Task requirements: The answer should be a faithful retyping of the records that follow, pictures excluded.
--- Provided data Enclosed Below ---
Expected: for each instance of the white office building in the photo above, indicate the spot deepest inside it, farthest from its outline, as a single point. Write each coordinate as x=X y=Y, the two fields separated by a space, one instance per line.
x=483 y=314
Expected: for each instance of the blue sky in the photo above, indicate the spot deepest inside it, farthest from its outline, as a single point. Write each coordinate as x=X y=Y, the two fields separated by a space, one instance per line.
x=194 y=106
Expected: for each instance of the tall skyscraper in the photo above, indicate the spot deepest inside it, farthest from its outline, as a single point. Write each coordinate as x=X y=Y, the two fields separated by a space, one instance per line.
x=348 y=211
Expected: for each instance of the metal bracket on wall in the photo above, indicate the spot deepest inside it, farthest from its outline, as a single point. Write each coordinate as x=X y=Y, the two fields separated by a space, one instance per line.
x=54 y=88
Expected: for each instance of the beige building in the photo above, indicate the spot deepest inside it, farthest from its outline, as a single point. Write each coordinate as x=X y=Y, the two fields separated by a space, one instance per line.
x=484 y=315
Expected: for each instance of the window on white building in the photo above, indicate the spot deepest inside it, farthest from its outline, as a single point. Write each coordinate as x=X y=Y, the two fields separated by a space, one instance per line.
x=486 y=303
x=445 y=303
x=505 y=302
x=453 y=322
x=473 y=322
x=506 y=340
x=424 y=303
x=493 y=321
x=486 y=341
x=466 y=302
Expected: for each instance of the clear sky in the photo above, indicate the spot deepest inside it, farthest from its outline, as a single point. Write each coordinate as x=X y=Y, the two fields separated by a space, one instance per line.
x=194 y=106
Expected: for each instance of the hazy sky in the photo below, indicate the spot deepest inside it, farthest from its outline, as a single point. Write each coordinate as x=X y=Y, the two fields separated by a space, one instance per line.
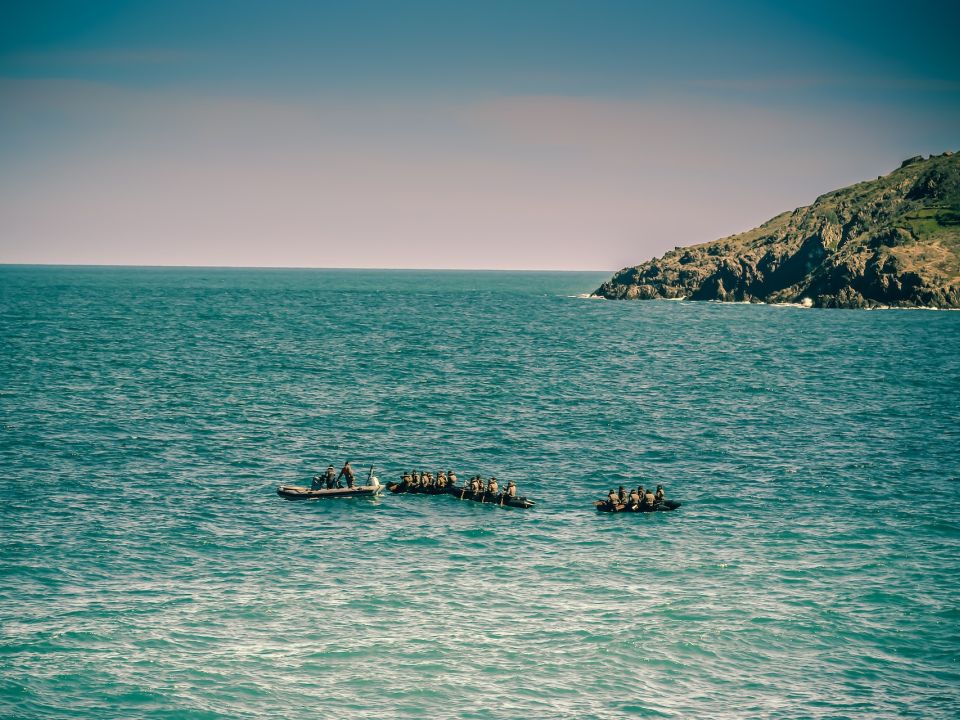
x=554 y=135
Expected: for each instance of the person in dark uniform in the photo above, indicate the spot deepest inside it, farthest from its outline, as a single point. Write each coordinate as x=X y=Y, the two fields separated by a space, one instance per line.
--- End of Enclosed Provided data ---
Exercise answer:
Expected: for each instance of the white office building in the photo above, indicate the spot deepest inside it, farthest from its outline, as a single point. Write each coordinate as x=X y=Y, the two fields separated by a space, one instance per line.
x=483 y=314
Expected: for each instance of the blue sky in the photo above, indicate the spot deepest inside it, farthest from its outline, as a single point. Write each coordinate as x=X y=Y, the two fields separated by a space, one instance per line.
x=194 y=106
Expected: for each instance of the tall skyscraper in the photo above, indicate the spot deepest inside it, farthest from its outline, as a single point. Write each coordinate as x=X y=Y, the two fields separated by a space, one instance per line.
x=348 y=211
Expected: for each instance of the metal bracket on wall in the photo above, indicate the spot deepest inside it, farthest from its outline, as a single point. Write each coordinate as x=X y=Y, the two fields separated by a space, one instance per line.
x=54 y=88
Expected: for each instance of the beige building in the photo above, indicate the spot deepest inside it, farthest from its outline, as a single point. Write each coordinate as x=X y=Y, the two fields separated by a space, one instance per line.
x=484 y=315
Expected: for each instance of the window on white building in the photo above, indicate the spot deepest inside it, farthest from its outline, as a single point. Write each coordinate as x=X y=Y, the two fields separated by a space, one instance per line.
x=486 y=303
x=445 y=303
x=505 y=302
x=453 y=322
x=473 y=322
x=506 y=340
x=424 y=303
x=493 y=321
x=486 y=341
x=466 y=302
Expected: for each instance of the clear sky in the photo above, indicate the spot deepest inside it, farthest from its outline, as a single point. Write each coordinate as x=X y=Y, the two fields separated by a space, one instance per line.
x=194 y=106
Expected: for each instance of the hazy sky in the photo below, indicate the spot deepest inside it, farthest from its outline, as a single point. Write each coordinate as x=X y=Y, the two fields separated by a space, one instance per line.
x=554 y=135
Expected: for each instance of the person in dark uniform in the photo above, indicate the spot deepest inside it, farthest from its outline, as a single point. Write each coordinate as x=X y=Y, the two fields separated by a space, one instance per line.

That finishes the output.